--- SOURCE INFORMATION Enclosed Below ---

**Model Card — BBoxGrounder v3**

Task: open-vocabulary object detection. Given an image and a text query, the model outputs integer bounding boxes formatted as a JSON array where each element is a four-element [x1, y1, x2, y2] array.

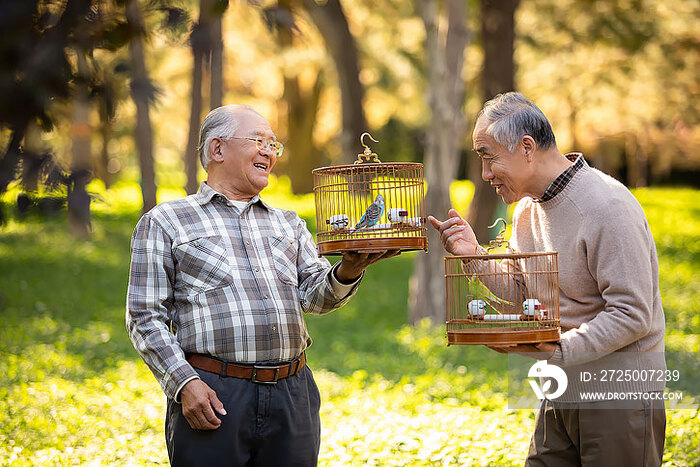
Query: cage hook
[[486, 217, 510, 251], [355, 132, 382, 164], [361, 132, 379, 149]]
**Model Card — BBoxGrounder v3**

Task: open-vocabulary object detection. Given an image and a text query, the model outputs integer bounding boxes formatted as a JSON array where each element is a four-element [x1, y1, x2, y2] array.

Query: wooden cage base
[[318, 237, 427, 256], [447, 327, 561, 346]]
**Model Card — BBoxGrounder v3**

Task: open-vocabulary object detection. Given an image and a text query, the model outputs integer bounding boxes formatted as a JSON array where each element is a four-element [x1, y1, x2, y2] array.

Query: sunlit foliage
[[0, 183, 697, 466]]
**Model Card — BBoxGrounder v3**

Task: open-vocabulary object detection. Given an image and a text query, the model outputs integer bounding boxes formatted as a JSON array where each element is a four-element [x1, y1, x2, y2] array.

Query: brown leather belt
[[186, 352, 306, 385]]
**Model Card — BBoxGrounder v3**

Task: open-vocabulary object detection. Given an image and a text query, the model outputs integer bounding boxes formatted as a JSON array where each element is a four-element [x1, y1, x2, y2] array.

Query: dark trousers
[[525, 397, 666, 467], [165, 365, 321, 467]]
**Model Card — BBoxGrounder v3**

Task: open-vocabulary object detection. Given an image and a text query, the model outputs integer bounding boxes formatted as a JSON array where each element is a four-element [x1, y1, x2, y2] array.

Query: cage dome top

--- End of Enclosed SOURCE INFORMATION ---

**YOUR INSTRUCTIONS**. Without the images, write out each line of the data verbatim.

**WRITTEN SOLUTION**.
**Model Card — BBoxGrounder v3**

Task: open-vocabulary object detection. Given an image and a text query, the model outputs integer bounding boxes formatted as a JSON array where each element is a four-element [x1, y1, x2, y2] array.

Query: cage hook
[[486, 217, 510, 251], [355, 132, 382, 164], [361, 132, 379, 149]]
**Model Card — BBoxGrounder v3**

Task: open-vocabulary object detection. Given an image and a text query, the model outputs integer bounding boxes formatted as a JSON array where each element is a four-element [x1, y1, x2, y2] array.

Query: wooden cage base
[[318, 237, 427, 256], [447, 327, 561, 346]]
**Model Card — BBoxGrounder v3**

Task: open-vocabulary object detection. Given an image and a text query, the model outputs integer bounding boxes formatted as a JSON array where each element is a four-element [x1, y1, x2, y2] array.

Query: sunlit foliage
[[0, 183, 697, 466]]
**Model Card — BBoxGrounder v3**

Task: open-vocabulary object detection. Given an image and a text query, the model outputs integer bounding boxes formatted as a JSON array where each element is a four-element [x1, y1, x2, y2] array.

Query: brown leather belt
[[186, 352, 306, 385]]
**Model Card — BBoxGrounder v3**

Task: open-vocabulary object detection. Given an image and a text query, the model outputs integer bounding boxes formatted as a JSON array where each element is a four-element [x1, y1, x2, y2] array.

Query: dark trousers
[[525, 397, 666, 467], [165, 365, 321, 467]]
**Model Card — BBoxGrounder v3**

Task: open-vocabulary object detection. Given an image and a text query, the model outputs integer bounding boxes formatted as a JSON array where each element is a four-element [x1, y1, x2, y2] array.

Query: cage dome top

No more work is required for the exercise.